- [Provided passage]

Between six and nine childminders participated in each of the six regions, although some daytime ‘groups’ were undertaken as two smaller groups so that participants could mind each others’ children. In all, 127 pages of discussion were transcribed. The analysis first looked for answers to the questions which were commissioned, and then sought to identify additional themes which were spontaneously raised by the practitioners.
Focus group data can be hard to analyse (Macnaghten and Myers, 2004), since the topics for discussion develop in different ways in each group, depending on local circumstances and on the accident of those present and the relationships they construct during the hour-long discussion. Although all the groups were good-natured and friendly, some discussed the issues calmly and equably, while others grew lively and argumentative. In some groups, no dominant voice was detected, while in others, the discussion was clearly dominated by two or three leaders. The themes reported here are ones which were common to all the childminder groups, and were broadly consensual. (The transcripts did not make it possible to differentiate between speakers, although the original recordings do, to some extent; so quotations from the data indicated whether one, two or three speakers were part of an exchange.)
One of the questions used as a prompt in all 42 focus groups was Do you think the EYFS enables staff to engage better with parents? Childminders were the one practitioner group to report strong views in answer to this question, and these views were felt to be worthy of closer analysis.
Findings: who were the childminders?
All participants in the study were invited to complete minimal demographic information (experience and qualifications) on the consent form they signed before the session began (Tables 1 and 2).

- [Instructions]
1/ In the passage on childminder focus groups, how many pages of discussion were transcribed?
2/ Return each line of the listing that contains the string "side".

Data entries
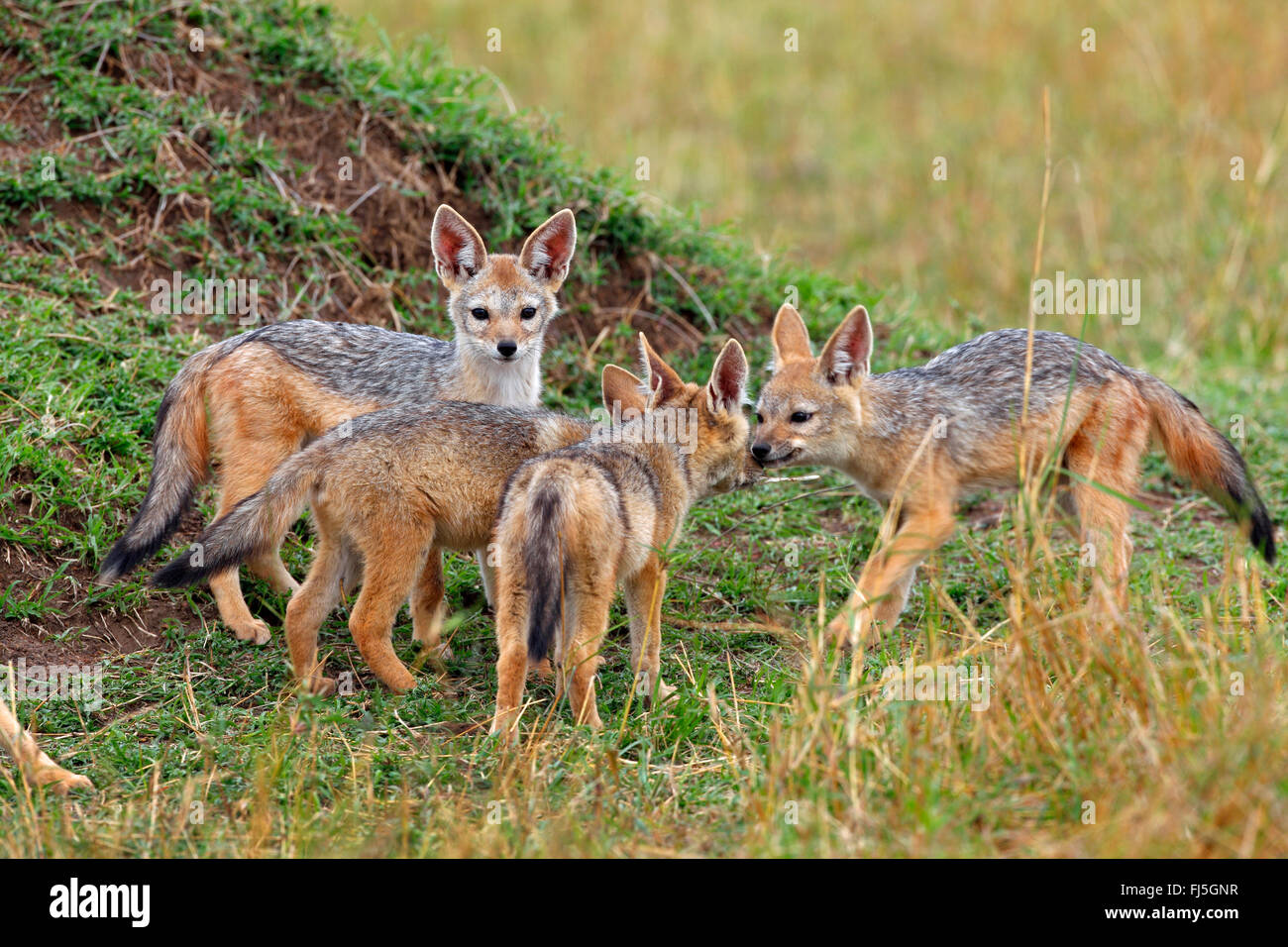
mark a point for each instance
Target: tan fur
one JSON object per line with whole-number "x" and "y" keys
{"x": 399, "y": 504}
{"x": 34, "y": 762}
{"x": 613, "y": 531}
{"x": 262, "y": 408}
{"x": 1099, "y": 434}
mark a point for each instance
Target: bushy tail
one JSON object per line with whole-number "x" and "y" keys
{"x": 180, "y": 453}
{"x": 1202, "y": 454}
{"x": 252, "y": 527}
{"x": 546, "y": 566}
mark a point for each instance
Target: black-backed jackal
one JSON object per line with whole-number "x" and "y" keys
{"x": 270, "y": 390}
{"x": 579, "y": 522}
{"x": 394, "y": 487}
{"x": 931, "y": 433}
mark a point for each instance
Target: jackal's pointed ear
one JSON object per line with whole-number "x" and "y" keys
{"x": 622, "y": 388}
{"x": 728, "y": 384}
{"x": 849, "y": 352}
{"x": 790, "y": 338}
{"x": 664, "y": 382}
{"x": 548, "y": 250}
{"x": 459, "y": 252}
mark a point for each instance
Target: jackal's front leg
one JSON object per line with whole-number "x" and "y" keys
{"x": 34, "y": 761}
{"x": 884, "y": 582}
{"x": 644, "y": 592}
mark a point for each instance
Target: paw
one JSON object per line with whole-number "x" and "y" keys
{"x": 59, "y": 780}
{"x": 318, "y": 685}
{"x": 849, "y": 630}
{"x": 253, "y": 630}
{"x": 434, "y": 647}
{"x": 644, "y": 690}
{"x": 399, "y": 682}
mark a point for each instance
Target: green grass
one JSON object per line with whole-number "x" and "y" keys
{"x": 772, "y": 746}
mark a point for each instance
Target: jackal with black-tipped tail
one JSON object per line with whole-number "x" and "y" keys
{"x": 394, "y": 487}
{"x": 926, "y": 436}
{"x": 253, "y": 399}
{"x": 578, "y": 522}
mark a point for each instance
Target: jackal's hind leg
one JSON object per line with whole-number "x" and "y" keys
{"x": 887, "y": 578}
{"x": 511, "y": 667}
{"x": 428, "y": 609}
{"x": 245, "y": 468}
{"x": 35, "y": 763}
{"x": 309, "y": 607}
{"x": 644, "y": 591}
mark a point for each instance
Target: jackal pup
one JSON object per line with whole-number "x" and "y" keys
{"x": 397, "y": 486}
{"x": 935, "y": 432}
{"x": 271, "y": 389}
{"x": 576, "y": 522}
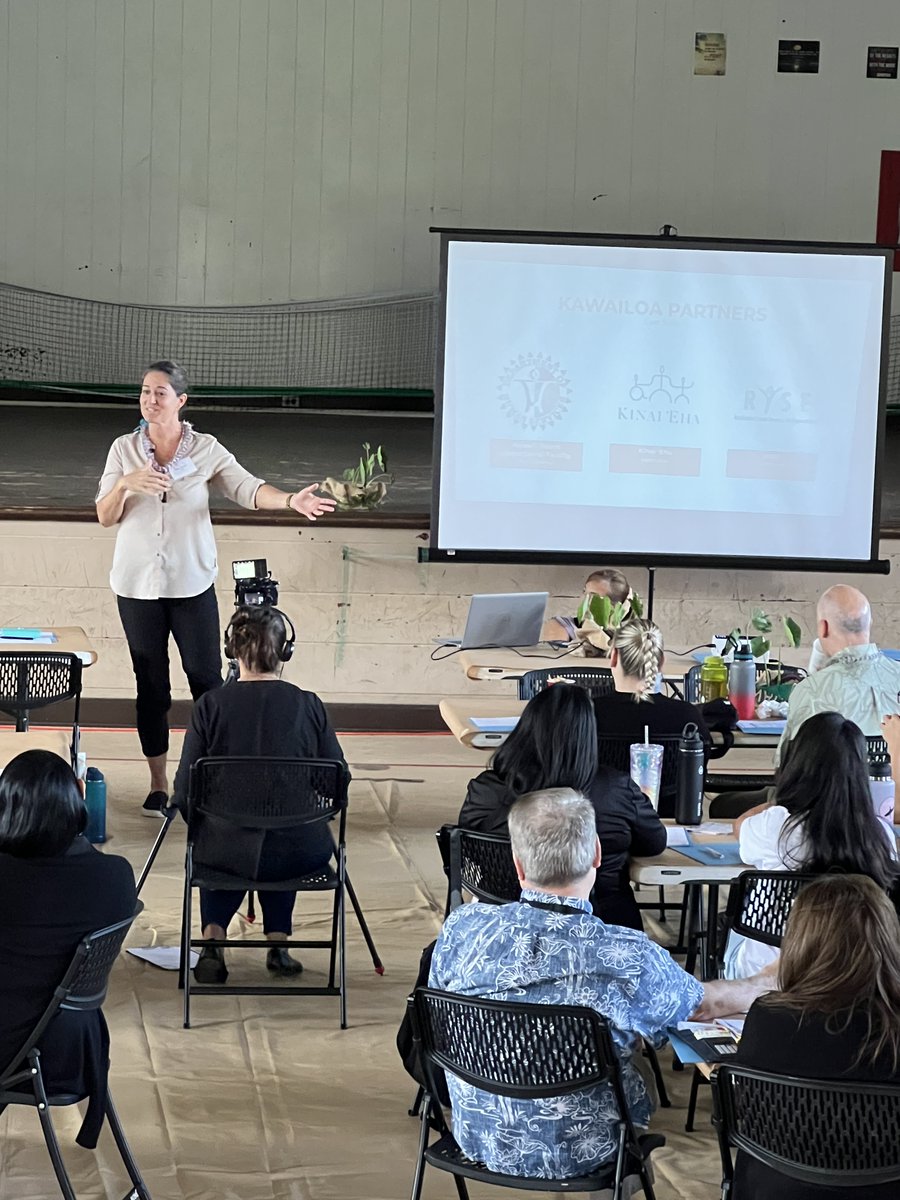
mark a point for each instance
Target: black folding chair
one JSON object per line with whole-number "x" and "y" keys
{"x": 759, "y": 906}
{"x": 31, "y": 679}
{"x": 481, "y": 864}
{"x": 826, "y": 1133}
{"x": 597, "y": 683}
{"x": 720, "y": 781}
{"x": 525, "y": 1051}
{"x": 232, "y": 803}
{"x": 82, "y": 989}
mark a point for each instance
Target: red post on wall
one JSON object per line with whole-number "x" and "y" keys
{"x": 887, "y": 232}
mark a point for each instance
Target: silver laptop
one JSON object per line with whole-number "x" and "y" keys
{"x": 513, "y": 618}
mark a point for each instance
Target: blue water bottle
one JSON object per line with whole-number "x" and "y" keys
{"x": 95, "y": 801}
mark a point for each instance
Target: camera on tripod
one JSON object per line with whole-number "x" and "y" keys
{"x": 253, "y": 583}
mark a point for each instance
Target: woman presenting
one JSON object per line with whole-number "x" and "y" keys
{"x": 155, "y": 487}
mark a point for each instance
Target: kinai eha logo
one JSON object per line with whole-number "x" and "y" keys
{"x": 534, "y": 391}
{"x": 659, "y": 401}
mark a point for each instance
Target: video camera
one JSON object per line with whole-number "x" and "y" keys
{"x": 253, "y": 583}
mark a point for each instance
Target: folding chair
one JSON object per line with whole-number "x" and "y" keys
{"x": 232, "y": 803}
{"x": 523, "y": 1051}
{"x": 481, "y": 864}
{"x": 759, "y": 906}
{"x": 82, "y": 989}
{"x": 597, "y": 683}
{"x": 31, "y": 679}
{"x": 723, "y": 783}
{"x": 826, "y": 1133}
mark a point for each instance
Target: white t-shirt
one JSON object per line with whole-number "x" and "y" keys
{"x": 167, "y": 550}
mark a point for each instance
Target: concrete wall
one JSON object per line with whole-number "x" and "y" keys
{"x": 366, "y": 612}
{"x": 243, "y": 151}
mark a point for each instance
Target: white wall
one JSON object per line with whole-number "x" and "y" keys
{"x": 241, "y": 151}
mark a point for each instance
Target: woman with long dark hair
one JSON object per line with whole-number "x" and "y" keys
{"x": 837, "y": 1014}
{"x": 54, "y": 889}
{"x": 822, "y": 820}
{"x": 555, "y": 745}
{"x": 259, "y": 715}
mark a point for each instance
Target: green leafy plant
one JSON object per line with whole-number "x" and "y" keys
{"x": 607, "y": 615}
{"x": 370, "y": 467}
{"x": 364, "y": 486}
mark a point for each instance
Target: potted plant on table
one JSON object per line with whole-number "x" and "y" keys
{"x": 771, "y": 685}
{"x": 364, "y": 486}
{"x": 598, "y": 618}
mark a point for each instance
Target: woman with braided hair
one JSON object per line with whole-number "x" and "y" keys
{"x": 636, "y": 660}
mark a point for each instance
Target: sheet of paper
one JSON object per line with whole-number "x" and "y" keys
{"x": 733, "y": 1024}
{"x": 677, "y": 835}
{"x": 28, "y": 636}
{"x": 495, "y": 724}
{"x": 166, "y": 957}
{"x": 773, "y": 726}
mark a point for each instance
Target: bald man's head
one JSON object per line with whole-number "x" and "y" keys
{"x": 844, "y": 618}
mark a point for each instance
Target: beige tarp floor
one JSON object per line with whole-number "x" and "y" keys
{"x": 267, "y": 1098}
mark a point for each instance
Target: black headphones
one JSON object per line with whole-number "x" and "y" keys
{"x": 287, "y": 647}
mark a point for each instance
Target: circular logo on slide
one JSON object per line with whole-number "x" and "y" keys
{"x": 534, "y": 391}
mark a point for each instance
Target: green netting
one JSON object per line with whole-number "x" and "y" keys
{"x": 378, "y": 343}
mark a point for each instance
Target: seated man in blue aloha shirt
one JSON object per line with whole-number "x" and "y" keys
{"x": 550, "y": 948}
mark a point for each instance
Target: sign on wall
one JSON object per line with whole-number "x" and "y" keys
{"x": 709, "y": 54}
{"x": 798, "y": 58}
{"x": 882, "y": 63}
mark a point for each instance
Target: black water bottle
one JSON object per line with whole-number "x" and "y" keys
{"x": 691, "y": 768}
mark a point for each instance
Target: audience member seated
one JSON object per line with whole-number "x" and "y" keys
{"x": 849, "y": 672}
{"x": 55, "y": 888}
{"x": 261, "y": 714}
{"x": 550, "y": 948}
{"x": 605, "y": 582}
{"x": 822, "y": 819}
{"x": 837, "y": 1015}
{"x": 636, "y": 660}
{"x": 555, "y": 745}
{"x": 891, "y": 732}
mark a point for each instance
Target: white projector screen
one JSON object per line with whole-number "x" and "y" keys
{"x": 659, "y": 400}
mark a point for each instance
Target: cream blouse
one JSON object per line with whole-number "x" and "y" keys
{"x": 166, "y": 550}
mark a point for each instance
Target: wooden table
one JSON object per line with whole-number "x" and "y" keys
{"x": 12, "y": 744}
{"x": 498, "y": 664}
{"x": 70, "y": 640}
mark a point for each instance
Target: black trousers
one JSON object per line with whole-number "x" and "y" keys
{"x": 193, "y": 623}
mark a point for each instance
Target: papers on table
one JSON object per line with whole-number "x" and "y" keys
{"x": 682, "y": 835}
{"x": 495, "y": 724}
{"x": 166, "y": 957}
{"x": 28, "y": 636}
{"x": 773, "y": 726}
{"x": 677, "y": 835}
{"x": 701, "y": 1042}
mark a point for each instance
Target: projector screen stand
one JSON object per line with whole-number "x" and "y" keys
{"x": 651, "y": 585}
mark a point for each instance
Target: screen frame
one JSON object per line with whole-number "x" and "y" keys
{"x": 438, "y": 553}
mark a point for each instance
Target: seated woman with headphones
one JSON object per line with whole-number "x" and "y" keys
{"x": 261, "y": 714}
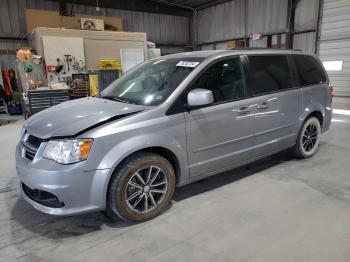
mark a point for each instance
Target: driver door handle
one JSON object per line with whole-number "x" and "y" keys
{"x": 243, "y": 110}
{"x": 263, "y": 105}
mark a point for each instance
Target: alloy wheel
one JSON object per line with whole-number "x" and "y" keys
{"x": 310, "y": 137}
{"x": 146, "y": 189}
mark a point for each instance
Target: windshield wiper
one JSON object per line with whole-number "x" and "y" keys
{"x": 114, "y": 98}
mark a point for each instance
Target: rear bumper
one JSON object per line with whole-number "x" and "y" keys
{"x": 77, "y": 191}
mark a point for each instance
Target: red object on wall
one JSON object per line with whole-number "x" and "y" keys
{"x": 6, "y": 74}
{"x": 51, "y": 68}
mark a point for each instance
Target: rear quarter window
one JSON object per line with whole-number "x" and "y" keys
{"x": 309, "y": 70}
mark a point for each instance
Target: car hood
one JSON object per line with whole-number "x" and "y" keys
{"x": 73, "y": 117}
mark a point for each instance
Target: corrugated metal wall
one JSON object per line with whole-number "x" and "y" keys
{"x": 161, "y": 29}
{"x": 226, "y": 21}
{"x": 267, "y": 16}
{"x": 334, "y": 43}
{"x": 306, "y": 18}
{"x": 221, "y": 22}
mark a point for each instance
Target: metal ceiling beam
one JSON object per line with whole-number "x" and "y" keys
{"x": 211, "y": 3}
{"x": 135, "y": 5}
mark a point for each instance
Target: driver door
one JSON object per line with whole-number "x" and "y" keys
{"x": 220, "y": 135}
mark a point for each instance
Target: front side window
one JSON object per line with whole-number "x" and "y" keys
{"x": 269, "y": 74}
{"x": 224, "y": 79}
{"x": 309, "y": 70}
{"x": 151, "y": 82}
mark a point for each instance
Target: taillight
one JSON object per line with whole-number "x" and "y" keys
{"x": 331, "y": 91}
{"x": 331, "y": 94}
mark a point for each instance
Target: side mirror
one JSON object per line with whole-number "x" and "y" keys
{"x": 200, "y": 97}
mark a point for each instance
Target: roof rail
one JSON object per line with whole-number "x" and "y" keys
{"x": 262, "y": 48}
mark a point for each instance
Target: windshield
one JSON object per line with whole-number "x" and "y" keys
{"x": 151, "y": 82}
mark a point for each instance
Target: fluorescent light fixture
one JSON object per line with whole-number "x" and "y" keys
{"x": 333, "y": 65}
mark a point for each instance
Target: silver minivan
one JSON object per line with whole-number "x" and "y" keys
{"x": 168, "y": 122}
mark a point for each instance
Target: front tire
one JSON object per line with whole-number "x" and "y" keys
{"x": 308, "y": 139}
{"x": 141, "y": 188}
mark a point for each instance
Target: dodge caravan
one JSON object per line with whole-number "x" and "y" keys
{"x": 168, "y": 122}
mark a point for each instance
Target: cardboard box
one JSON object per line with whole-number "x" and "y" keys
{"x": 52, "y": 19}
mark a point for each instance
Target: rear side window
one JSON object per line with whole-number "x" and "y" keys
{"x": 269, "y": 74}
{"x": 309, "y": 70}
{"x": 224, "y": 79}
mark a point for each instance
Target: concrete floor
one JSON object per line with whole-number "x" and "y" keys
{"x": 279, "y": 209}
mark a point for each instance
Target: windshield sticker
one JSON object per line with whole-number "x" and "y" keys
{"x": 187, "y": 64}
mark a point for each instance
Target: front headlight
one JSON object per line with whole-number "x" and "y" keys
{"x": 68, "y": 151}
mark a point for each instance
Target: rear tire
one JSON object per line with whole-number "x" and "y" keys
{"x": 308, "y": 139}
{"x": 141, "y": 188}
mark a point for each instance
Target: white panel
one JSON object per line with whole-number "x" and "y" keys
{"x": 56, "y": 47}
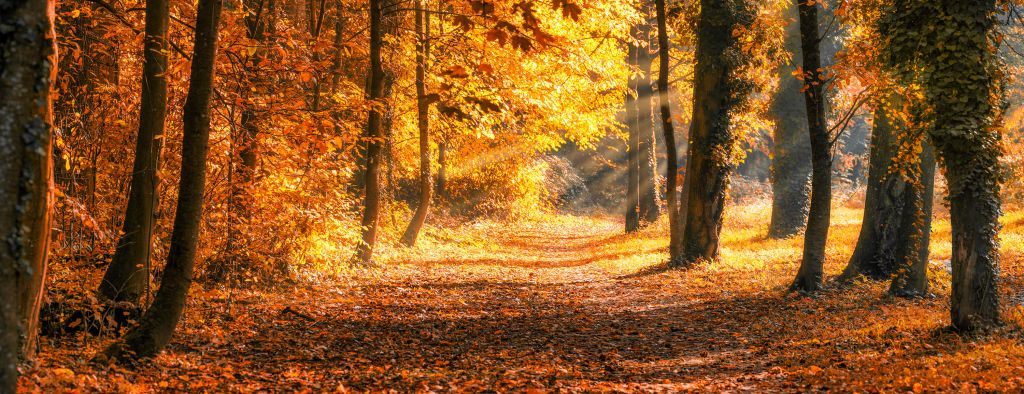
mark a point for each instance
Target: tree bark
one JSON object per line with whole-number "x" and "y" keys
{"x": 895, "y": 230}
{"x": 791, "y": 173}
{"x": 158, "y": 324}
{"x": 716, "y": 92}
{"x": 915, "y": 228}
{"x": 633, "y": 155}
{"x": 374, "y": 137}
{"x": 949, "y": 50}
{"x": 126, "y": 278}
{"x": 809, "y": 278}
{"x": 672, "y": 171}
{"x": 257, "y": 16}
{"x": 645, "y": 124}
{"x": 28, "y": 70}
{"x": 423, "y": 124}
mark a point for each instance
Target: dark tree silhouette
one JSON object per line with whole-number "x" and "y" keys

- [Task-by-task results]
1/ 127 pages.

2/
Target: front side window
Target: side mirror
Target: rear side window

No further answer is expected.